• [EXTRACTED TEXT]:
★ ★ ★ ★ ★

1. Staying home when you are sick.

Woman at home in bed working on a computer.

What to do:

Stay home so that you avoid spreading germs to others.

How long do I stay home?

  • If you get flu-like symptoms, stay home after you get sick to lower the chances of spreading your illness to others.
  • Stay home for at least 24 hours after your fever is gone without the use of fever-reducing medicines, such as acetaminophen. This will help ensure that your fever is truly gone and you are past the point of being contagious.
  • Children and people with weakened immune systems may need to stay home longer.

Why is this important?

Your body needs rest to recover from illness. It can take longer to feel better when you do not rest. You can spread the flu virus up to 24 hours after symptoms subside. People with weakened immune systems often need even more time to recover and to stop being contagious.

2. Avoiding close contact with people who are sick.

Woman sitting alone at a table covering her cough with a tissue during a conference.

What to do:

  • Stay at least 3 feet away from sick people when possible.
  • Tell your employer if you get sick. If possible, those who are at high risk for flu complications should avoid attending meetings or events in person if they are sick.

* During a flu pandemic *

  • Avoid places where people gather, such as meetings, concerts, festivals, and sporting events, especially if you are at high risk for flu complications.
  • Seek alternative ways to participate in gatherings, such as watching them on television or online, so that you can avoid face-to-face contact.

Why is this important?

Droplets from coughs or sneezes containing flu virus can travel at least 3 feet, so keeping this distance from sick people can help lower your chance of getting sick.

3. Covering your coughs and sneezes.

Woman covering her cough with a tissue while sitting beside a co-worker.

What to do:

  • Cover your nose and mouth with a tissue when you cough or sneeze.
  • Throw away the used tissue, and then wash your hands.

* During a flu pandemic *

You may choose to wear a facemask when you are sick to help lower the chances of spreading flu to others.

Why is this important?

Covering your coughs and sneezes with a tissue helps prevent the spread of the flu virus through the air and on your hands.

4. Washing your hands.

Woman washing her hands with soap and water in a sink at work.

★ ★ ★ ★ ★

Records from a data source:
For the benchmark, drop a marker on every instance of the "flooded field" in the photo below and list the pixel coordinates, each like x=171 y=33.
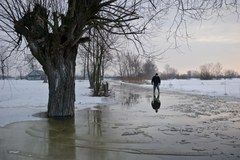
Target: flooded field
x=185 y=127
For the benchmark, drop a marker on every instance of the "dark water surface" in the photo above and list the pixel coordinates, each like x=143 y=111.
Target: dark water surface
x=185 y=127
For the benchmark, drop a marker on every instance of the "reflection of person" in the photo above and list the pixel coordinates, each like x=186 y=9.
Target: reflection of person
x=156 y=81
x=156 y=103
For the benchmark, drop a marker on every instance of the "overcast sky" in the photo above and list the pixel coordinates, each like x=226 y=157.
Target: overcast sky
x=212 y=41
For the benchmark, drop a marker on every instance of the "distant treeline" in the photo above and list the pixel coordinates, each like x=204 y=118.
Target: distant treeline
x=206 y=72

★ ★ ★ ★ ★

• [PROBLEMS TO WORK ON]:
a. According to the flu-prevention text, how far can droplets from coughs or sneezes containing flu virus travel?
b. Transcribe the portion of the flu-prevention text between "You may choose" and "on your hands.", inclusive.

• [EXPECTED RESULTS]:
a. At least 3 feet.

b.
You may choose to wear a facemask when you are sick to help lower the chances of spreading flu to others.

Why is this important?

Covering your coughs and sneezes with a tissue helps prevent the spread of the flu virus through the air and on your hands.